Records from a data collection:
********

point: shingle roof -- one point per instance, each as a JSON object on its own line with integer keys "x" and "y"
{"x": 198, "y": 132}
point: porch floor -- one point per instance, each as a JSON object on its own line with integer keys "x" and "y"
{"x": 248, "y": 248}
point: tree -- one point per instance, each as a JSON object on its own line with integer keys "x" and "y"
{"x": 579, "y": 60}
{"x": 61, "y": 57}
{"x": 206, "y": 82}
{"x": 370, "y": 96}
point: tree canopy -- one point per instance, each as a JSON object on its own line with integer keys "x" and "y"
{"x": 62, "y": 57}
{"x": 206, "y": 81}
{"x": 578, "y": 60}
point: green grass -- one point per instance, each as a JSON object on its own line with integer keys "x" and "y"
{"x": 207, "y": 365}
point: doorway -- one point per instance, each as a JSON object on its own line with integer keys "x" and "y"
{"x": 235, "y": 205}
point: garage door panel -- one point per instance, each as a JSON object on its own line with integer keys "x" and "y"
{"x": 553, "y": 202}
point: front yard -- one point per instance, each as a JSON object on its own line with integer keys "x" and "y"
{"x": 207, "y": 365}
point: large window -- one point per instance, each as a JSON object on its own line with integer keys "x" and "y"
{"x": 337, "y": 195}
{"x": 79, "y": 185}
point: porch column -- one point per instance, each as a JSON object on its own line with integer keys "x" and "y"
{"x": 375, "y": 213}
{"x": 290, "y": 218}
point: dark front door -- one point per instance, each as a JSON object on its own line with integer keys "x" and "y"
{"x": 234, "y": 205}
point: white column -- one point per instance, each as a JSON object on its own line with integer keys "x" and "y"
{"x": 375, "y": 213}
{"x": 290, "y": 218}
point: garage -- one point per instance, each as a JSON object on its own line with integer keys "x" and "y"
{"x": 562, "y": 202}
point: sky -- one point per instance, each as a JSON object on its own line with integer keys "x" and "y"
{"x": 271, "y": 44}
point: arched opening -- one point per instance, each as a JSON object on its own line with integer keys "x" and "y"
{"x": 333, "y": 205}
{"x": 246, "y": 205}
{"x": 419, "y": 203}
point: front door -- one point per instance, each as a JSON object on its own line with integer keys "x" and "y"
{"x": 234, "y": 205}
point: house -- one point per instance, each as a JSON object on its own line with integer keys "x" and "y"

********

*What this task involves*
In full and without changes, give the data above once more.

*Response to this task*
point: shingle roof -- one point per instance, each as a JSON object on its own line with integer keys "x" and "y"
{"x": 198, "y": 132}
point: porch floor -- one point per instance, each as a JSON object on its own line with integer keys "x" and "y"
{"x": 248, "y": 248}
point: tree -- one point per instance, each as a JSON object on its own line with integer keys "x" and "y"
{"x": 579, "y": 60}
{"x": 61, "y": 57}
{"x": 206, "y": 82}
{"x": 370, "y": 96}
point: tree canopy -- one point per instance, each as a JSON object on its own line with integer keys "x" and "y"
{"x": 62, "y": 57}
{"x": 206, "y": 81}
{"x": 578, "y": 60}
point: green grass -- one point per instance, each as a JSON object on its own line with integer keys "x" and "y"
{"x": 207, "y": 365}
point: doorway -- one point per instance, each as a JSON object on its own line with integer keys "x" and "y"
{"x": 235, "y": 205}
point: garage door panel -- one point per instance, each as a JSON object on its own line with integer keys "x" and "y"
{"x": 553, "y": 202}
point: front yard -- one point per instance, each as a JSON object on its own line with integer keys "x" and "y"
{"x": 207, "y": 365}
point: large window -- one point per instance, each as a JSON object on its own line with integer keys "x" and "y"
{"x": 337, "y": 195}
{"x": 79, "y": 185}
point: porch column -- one point per instance, each as a JSON object on its own line with integer keys "x" and "y"
{"x": 375, "y": 213}
{"x": 290, "y": 218}
point: dark front door -- one point per instance, each as a JSON object on its own line with integer keys "x" and "y"
{"x": 234, "y": 205}
point: white column -- one point per instance, each as a JSON object on its own line with integer keys "x" and "y"
{"x": 375, "y": 213}
{"x": 290, "y": 218}
point: garage -- one point per instance, each as a JSON object on its own line with integer keys "x" and "y"
{"x": 562, "y": 202}
point: sky -- one point per instance, each as a JSON object on its own line with integer keys "x" and "y"
{"x": 271, "y": 44}
point: arched opening -- one point per instance, each as a JSON object on its own line with integer keys "x" and "y"
{"x": 333, "y": 205}
{"x": 246, "y": 205}
{"x": 419, "y": 203}
point: front door -- one point per instance, each as a JSON object on its own line with integer keys "x" and "y"
{"x": 234, "y": 205}
point: house -- one point per instance, each as a JSON object on its own line with integer keys "x" and "y"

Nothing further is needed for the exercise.